_Records provided_
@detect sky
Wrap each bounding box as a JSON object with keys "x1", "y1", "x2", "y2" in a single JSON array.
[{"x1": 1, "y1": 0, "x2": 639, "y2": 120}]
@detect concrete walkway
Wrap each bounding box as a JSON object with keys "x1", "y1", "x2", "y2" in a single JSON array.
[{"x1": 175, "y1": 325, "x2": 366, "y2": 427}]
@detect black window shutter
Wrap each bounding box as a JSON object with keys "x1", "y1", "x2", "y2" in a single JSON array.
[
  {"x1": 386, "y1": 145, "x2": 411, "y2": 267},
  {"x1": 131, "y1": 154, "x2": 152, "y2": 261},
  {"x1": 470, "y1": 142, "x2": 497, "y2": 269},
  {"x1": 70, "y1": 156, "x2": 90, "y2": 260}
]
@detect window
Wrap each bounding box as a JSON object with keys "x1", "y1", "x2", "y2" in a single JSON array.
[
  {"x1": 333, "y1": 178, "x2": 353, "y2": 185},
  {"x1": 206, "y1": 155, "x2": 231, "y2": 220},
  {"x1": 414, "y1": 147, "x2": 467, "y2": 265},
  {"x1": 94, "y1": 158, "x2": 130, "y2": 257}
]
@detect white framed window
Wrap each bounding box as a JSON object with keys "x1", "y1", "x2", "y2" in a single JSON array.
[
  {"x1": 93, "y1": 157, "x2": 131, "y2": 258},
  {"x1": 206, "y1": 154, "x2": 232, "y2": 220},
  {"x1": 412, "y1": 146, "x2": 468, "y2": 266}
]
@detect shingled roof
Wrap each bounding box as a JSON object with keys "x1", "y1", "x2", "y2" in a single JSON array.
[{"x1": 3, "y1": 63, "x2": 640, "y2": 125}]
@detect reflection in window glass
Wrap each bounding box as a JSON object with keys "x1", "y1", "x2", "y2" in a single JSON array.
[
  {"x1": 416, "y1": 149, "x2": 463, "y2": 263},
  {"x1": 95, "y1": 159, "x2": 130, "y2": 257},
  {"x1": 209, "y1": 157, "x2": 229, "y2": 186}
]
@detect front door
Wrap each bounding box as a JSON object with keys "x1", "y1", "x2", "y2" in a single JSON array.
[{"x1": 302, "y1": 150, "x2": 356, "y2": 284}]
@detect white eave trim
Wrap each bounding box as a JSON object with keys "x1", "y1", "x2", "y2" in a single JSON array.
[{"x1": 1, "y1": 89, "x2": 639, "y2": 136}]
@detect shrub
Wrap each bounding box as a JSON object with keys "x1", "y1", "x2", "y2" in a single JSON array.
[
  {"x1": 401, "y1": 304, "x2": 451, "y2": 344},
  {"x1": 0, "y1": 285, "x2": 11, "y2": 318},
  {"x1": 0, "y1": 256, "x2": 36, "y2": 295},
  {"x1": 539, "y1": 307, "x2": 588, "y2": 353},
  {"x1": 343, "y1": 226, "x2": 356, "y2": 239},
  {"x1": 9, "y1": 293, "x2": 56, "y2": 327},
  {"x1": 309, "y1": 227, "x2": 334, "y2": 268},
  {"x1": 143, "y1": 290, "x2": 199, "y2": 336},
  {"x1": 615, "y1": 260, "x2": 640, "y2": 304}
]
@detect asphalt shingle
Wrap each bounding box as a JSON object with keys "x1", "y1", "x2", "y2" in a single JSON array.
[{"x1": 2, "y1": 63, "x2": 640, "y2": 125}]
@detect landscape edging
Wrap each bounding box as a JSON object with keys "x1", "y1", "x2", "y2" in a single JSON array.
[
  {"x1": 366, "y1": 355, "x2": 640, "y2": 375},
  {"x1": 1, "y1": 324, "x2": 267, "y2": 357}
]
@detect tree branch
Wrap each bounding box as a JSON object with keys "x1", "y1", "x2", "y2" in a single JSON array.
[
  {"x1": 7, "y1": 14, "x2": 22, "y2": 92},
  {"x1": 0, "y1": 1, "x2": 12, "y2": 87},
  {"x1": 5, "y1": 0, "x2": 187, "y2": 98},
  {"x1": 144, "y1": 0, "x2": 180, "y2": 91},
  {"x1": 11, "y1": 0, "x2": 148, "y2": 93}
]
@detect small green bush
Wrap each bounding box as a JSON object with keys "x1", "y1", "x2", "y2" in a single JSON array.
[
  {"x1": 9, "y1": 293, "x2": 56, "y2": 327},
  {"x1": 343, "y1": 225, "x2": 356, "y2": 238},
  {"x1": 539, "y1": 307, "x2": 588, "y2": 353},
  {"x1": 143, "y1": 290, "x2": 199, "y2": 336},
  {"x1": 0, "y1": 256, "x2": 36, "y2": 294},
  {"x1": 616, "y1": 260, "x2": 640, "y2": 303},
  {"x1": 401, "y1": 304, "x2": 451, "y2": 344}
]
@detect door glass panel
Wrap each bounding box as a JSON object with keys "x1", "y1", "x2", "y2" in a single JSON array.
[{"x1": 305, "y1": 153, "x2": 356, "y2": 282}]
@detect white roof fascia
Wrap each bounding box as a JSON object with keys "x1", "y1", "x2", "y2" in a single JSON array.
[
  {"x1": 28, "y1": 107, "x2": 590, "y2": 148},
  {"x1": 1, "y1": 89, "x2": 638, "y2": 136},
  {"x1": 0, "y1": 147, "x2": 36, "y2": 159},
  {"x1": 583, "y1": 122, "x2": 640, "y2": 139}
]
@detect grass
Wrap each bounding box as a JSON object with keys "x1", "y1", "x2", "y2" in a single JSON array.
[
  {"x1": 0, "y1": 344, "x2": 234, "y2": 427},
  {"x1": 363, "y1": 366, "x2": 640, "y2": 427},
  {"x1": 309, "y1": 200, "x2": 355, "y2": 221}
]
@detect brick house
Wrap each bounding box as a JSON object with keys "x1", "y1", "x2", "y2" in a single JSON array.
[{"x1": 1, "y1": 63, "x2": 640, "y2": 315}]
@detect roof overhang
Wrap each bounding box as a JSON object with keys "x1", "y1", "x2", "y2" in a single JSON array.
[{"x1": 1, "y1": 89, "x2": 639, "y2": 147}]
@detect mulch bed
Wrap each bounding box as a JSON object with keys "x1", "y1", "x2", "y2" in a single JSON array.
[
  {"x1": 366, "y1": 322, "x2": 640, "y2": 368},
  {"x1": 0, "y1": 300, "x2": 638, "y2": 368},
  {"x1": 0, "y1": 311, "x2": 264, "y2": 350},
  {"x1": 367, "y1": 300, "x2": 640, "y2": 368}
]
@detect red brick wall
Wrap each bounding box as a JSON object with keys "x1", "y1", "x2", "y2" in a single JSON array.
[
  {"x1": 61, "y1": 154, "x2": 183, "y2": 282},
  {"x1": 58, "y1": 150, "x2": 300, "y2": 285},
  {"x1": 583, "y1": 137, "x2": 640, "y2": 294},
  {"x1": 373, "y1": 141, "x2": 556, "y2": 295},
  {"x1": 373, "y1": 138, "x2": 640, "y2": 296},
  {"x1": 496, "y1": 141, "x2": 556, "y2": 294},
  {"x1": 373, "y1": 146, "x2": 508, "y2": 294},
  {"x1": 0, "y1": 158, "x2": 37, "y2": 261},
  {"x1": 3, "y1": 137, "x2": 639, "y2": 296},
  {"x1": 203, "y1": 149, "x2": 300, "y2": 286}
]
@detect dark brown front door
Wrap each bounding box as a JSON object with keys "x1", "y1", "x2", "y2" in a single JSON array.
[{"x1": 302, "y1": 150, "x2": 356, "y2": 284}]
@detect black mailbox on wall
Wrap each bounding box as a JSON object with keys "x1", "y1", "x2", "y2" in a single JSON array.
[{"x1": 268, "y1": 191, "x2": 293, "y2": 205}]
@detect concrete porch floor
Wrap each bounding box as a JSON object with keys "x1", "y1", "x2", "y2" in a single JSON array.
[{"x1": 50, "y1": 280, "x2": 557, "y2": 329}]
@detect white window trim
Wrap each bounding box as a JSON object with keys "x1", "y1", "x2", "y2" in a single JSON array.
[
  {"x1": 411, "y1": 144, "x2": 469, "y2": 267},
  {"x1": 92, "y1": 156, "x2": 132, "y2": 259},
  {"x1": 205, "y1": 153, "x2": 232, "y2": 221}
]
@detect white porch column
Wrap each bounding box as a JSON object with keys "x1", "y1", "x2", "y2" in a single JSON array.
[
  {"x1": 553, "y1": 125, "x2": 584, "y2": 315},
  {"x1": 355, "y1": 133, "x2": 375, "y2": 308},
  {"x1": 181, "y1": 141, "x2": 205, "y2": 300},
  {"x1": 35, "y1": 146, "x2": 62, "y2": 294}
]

_Try it_
Your task is to set down only the lines that run from the opening of the listing to the line with "black window shutter", both ends included, each unchanged.

_Solution_
@detect sky
Wrap each bounding box as a JSON object with keys "x1", "y1", "x2", "y2" in a single JSON array.
[{"x1": 1, "y1": 0, "x2": 639, "y2": 120}]
@detect concrete walkway
Wrap each bounding box as a JSON object with keys "x1", "y1", "x2", "y2" in a single JSON array.
[{"x1": 175, "y1": 325, "x2": 366, "y2": 427}]
@detect black window shutter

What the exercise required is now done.